(Beginning of Material provided)
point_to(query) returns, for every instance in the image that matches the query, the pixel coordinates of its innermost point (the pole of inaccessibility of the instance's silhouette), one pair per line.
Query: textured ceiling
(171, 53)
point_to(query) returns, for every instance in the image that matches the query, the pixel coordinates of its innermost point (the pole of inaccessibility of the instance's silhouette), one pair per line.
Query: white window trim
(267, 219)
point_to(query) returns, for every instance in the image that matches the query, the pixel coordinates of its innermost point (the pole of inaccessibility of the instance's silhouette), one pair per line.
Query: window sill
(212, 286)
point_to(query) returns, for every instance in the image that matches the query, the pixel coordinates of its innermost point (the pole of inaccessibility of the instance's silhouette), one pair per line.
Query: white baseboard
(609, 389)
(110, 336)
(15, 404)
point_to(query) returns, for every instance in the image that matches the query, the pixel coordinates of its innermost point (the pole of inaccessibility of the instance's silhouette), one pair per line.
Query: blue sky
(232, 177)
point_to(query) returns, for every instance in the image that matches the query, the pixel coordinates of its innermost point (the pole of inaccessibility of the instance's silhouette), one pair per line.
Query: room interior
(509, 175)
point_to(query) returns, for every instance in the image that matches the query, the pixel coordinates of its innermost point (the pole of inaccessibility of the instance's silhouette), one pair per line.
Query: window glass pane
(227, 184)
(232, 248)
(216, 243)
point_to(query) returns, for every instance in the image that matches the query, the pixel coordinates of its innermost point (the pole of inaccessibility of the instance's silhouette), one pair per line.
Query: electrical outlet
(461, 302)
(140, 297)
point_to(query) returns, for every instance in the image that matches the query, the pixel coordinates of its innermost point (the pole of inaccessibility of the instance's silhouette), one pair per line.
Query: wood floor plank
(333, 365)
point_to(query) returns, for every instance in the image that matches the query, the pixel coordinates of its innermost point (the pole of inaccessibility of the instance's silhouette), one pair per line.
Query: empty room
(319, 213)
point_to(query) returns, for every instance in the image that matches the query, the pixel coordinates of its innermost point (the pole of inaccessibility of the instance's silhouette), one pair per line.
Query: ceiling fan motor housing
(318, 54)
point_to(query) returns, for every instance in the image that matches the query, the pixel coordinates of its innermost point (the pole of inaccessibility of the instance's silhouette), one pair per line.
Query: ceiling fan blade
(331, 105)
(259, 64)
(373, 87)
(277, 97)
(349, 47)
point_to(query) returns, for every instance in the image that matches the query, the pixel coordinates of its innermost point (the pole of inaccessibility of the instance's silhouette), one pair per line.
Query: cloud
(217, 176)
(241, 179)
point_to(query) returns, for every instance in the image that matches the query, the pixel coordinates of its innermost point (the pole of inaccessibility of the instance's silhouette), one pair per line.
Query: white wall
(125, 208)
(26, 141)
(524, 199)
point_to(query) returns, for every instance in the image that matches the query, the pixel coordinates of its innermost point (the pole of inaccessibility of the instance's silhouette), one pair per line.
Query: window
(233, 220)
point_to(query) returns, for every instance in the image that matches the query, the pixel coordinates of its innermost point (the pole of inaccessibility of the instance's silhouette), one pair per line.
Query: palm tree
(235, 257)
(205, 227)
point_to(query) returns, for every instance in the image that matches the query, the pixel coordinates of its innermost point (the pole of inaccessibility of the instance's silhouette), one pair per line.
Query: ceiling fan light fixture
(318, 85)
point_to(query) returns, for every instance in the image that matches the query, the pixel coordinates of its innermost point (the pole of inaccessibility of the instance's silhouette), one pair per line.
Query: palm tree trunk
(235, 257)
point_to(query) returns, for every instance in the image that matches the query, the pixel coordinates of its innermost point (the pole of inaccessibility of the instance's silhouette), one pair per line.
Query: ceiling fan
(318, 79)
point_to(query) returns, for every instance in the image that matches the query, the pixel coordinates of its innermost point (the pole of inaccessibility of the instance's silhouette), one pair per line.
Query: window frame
(End of Material provided)
▶ [Task objective] Every line of the listing should be reproduced exactly.

▶ [Reply]
point_to(query) returns, for every instance in the image that matches the query, the pixel coordinates of its innermost point (the pole of inaccessibility of the instance's silhouette), one pair per line.
Query: textured ceiling
(171, 53)
point_to(query) returns, for every instance in the image that matches the query, the pixel coordinates of its innermost point (the pole of inaccessibility of the instance's silhouette), one pair per line.
Query: white window trim
(267, 219)
point_to(query) returns, for every instance in the image that matches the query, the pixel coordinates of its innermost point (the pole of inaccessibility of the instance's silhouette), one pair per line.
Query: window sill
(212, 286)
point_to(query) returns, for every instance in the image that matches the query, the pixel coordinates of its innermost point (the pole of inaccessibility of the instance's silhouette), one pair per line.
Query: white baseboard
(609, 389)
(110, 336)
(15, 404)
point_to(query) returns, for every instance in the image that matches the query, the pixel coordinates of its innermost point (the pole of inaccessibility of the instance's silhouette), one pair per line.
Query: blue sky
(232, 177)
point_to(query) returns, for every instance in the image that matches the query, the pixel coordinates of its innermost point (the pole of inaccessibility of the instance's silhouette), one pair per line.
Query: room interior
(509, 175)
point_to(query) returns, for every instance in the image that matches the query, the pixel coordinates of its innermost point (the pole of inaccessibility of the instance's silhouette), one pair per line.
Query: window glass pane
(227, 184)
(232, 248)
(216, 243)
point_to(query) returns, for every instance in the image that matches the query, the pixel coordinates of its innermost point (the pole of inaccessibility of the instance's silhouette), one pair per line.
Query: electrical outlet
(461, 302)
(140, 297)
point_to(query) returns, for every instance in the image that matches the query, the pixel coordinates of its innermost point (the pole of inaccessibility of the instance's silhouette), one pair per line.
Query: wood floor plank
(333, 365)
point_to(query) returns, for every instance in the image that matches the query, the pixel coordinates of its innermost point (the pole of inaccessibility of the instance's silhouette), one pair per line.
Query: empty room
(319, 213)
point_to(query) returns, for every instance in the image that matches the query, the pixel coordinates of its innermost point (the pole of inaccessibility of the instance's silhouette), one pair per line.
Query: ceiling fan motor housing
(318, 54)
point_to(query) returns, for every instance in the image that matches the query, the pixel coordinates of its innermost point (the pole of inaccessibility of the instance's silhouette), one pair per line.
Query: ceiling fan blade
(331, 105)
(259, 64)
(373, 87)
(277, 97)
(349, 47)
point_to(query) returns, for every instance in the image that matches the query, the pixel coordinates of its innermost point (the pole of inaccessibility of the instance's silhouette), one pair per line.
Query: cloud
(217, 176)
(241, 179)
point_to(query) returns, for every instance in the image that matches the query, the pixel coordinates of its innermost point (the pole of inaccessibility of the instance's silhouette), one pair per line.
Query: white wall
(125, 208)
(26, 141)
(524, 199)
point_to(query) returns, for every instance in the image that matches the query, the pixel coordinates of its innermost point (the pole of inaccessibility of the instance's silhouette), one pair per line.
Query: window
(233, 220)
point_to(query) returns, for every instance in the image that matches the query, the pixel coordinates of its innermost point (the pole of inaccessibility of the instance's silhouette), one pair per line.
Query: palm tree
(235, 257)
(205, 227)
point_to(query) returns, for every instance in the image that matches the query, the pixel coordinates of its innermost point (the pole of inaccessibility of the instance's silhouette), one pair per line.
Query: ceiling fan light fixture
(318, 85)
point_to(query) returns, for every instance in the image that matches the query, the pixel coordinates of its innermost point (the pole of inaccessibility of the instance's silhouette), one pair per line.
Query: palm tree trunk
(235, 257)
point_to(query) returns, for every instance in the image that matches the query, the pixel coordinates of its innermost point (the pole of inaccessibility of the instance's silhouette), one pair per line.
Query: ceiling fan
(318, 79)
point_to(query) returns, for every instance in the image that matches the query, the pixel coordinates of its innermost point (the pole of inaccessibility of the instance's silhouette), one pair per line.
Query: window frame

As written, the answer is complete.